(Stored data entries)
● ● ● ●

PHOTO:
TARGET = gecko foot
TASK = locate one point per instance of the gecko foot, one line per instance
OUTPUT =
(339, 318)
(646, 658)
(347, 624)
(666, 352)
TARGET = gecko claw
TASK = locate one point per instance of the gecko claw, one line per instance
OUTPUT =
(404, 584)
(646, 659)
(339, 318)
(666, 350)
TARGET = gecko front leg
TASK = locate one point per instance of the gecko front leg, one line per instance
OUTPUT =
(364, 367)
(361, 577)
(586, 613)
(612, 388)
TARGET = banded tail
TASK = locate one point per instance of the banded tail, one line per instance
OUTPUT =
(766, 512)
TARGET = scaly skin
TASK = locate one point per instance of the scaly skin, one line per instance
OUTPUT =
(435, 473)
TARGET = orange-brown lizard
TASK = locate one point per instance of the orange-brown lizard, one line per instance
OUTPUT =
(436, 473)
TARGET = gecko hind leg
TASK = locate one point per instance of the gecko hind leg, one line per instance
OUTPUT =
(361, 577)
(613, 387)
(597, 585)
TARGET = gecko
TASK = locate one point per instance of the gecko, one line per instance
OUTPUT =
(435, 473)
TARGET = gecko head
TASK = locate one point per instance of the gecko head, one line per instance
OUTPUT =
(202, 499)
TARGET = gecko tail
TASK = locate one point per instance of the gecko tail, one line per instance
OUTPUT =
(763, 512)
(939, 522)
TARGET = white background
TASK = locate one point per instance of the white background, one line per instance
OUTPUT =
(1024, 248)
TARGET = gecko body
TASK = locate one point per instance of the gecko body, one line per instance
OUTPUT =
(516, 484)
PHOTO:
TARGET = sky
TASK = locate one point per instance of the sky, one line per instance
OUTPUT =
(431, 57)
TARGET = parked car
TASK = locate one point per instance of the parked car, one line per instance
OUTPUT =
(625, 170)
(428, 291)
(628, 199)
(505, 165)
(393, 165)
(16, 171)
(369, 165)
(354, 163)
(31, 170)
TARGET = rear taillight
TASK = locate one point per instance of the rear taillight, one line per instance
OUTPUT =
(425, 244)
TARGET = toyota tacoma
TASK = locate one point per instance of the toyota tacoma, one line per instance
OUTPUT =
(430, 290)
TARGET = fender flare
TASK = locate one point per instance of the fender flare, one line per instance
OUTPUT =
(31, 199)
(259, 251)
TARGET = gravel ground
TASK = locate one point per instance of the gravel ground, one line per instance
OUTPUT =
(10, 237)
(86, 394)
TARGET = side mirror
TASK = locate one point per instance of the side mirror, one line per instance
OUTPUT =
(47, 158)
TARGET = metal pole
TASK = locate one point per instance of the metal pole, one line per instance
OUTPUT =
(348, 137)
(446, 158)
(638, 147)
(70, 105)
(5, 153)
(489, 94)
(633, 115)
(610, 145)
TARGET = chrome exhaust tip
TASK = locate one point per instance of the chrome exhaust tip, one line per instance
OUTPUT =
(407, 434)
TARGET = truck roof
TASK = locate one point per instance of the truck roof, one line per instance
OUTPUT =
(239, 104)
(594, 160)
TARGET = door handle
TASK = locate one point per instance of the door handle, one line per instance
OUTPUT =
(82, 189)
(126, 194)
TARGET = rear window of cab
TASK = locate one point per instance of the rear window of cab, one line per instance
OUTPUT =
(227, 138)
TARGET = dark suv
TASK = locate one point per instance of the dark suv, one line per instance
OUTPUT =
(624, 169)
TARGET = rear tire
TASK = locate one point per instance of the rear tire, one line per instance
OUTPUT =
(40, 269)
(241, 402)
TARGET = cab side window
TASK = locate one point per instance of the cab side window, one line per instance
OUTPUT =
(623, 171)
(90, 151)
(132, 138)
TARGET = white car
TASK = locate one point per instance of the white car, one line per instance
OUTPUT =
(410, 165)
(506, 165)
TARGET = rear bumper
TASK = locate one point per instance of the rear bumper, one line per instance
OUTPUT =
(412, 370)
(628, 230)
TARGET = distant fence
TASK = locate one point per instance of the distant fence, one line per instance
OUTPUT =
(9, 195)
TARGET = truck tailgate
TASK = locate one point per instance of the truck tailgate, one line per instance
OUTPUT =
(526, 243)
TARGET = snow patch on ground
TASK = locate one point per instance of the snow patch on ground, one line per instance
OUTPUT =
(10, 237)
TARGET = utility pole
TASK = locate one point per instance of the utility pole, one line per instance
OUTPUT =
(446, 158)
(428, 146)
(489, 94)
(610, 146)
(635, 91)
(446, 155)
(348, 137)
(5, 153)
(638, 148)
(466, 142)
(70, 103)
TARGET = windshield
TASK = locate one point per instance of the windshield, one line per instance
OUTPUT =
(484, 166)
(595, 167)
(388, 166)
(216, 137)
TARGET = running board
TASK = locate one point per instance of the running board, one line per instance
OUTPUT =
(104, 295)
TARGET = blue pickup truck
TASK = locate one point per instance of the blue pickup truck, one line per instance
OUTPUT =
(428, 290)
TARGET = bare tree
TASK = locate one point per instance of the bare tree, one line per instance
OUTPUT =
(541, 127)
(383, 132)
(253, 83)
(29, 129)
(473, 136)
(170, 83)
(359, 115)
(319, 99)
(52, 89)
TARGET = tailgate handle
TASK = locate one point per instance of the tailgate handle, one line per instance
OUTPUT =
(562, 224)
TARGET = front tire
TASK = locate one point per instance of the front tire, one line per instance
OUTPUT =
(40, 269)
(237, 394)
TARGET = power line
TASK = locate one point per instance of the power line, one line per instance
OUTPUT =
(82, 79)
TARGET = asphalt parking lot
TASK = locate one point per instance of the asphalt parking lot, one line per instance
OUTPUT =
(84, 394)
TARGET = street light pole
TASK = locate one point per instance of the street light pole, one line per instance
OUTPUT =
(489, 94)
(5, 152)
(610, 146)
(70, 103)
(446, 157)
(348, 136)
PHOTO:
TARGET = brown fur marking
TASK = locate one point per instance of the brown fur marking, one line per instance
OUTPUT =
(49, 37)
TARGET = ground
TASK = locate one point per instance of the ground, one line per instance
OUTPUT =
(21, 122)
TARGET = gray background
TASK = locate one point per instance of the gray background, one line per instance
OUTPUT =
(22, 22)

● ● ● ●

→ **Exercise goal**
Each line from the top of the records down to the one with "TARGET = gecko hind leg" must be retyped exactly; include both ends and nothing else.

→ **Finished task**
PHOTO:
TARGET = gecko foot
TASK = locate one point per instance of the gecko foot, one line per instance
OUTPUT =
(339, 318)
(646, 658)
(347, 624)
(666, 352)
TARGET = gecko claw
TASK = locate one point per instance of the gecko claw, one line per instance
OUTPUT =
(404, 584)
(646, 659)
(339, 318)
(666, 350)
TARGET = gecko front leg
TASK = locate one point per instance of the gecko front leg, one line per instance
OUTPUT =
(364, 367)
(361, 577)
(586, 613)
(612, 388)
TARGET = banded tail
TASK = locate one point per instance of the banded tail, one line per instance
OUTPUT =
(766, 512)
TARGET = scaly skin
TASK = locate one point per instance of the scaly skin, one line per instance
OUTPUT =
(435, 473)
TARGET = orange-brown lizard
TASK = locate one point per instance of the orange-brown lizard, one line per instance
OUTPUT =
(436, 473)
TARGET = gecko hind leg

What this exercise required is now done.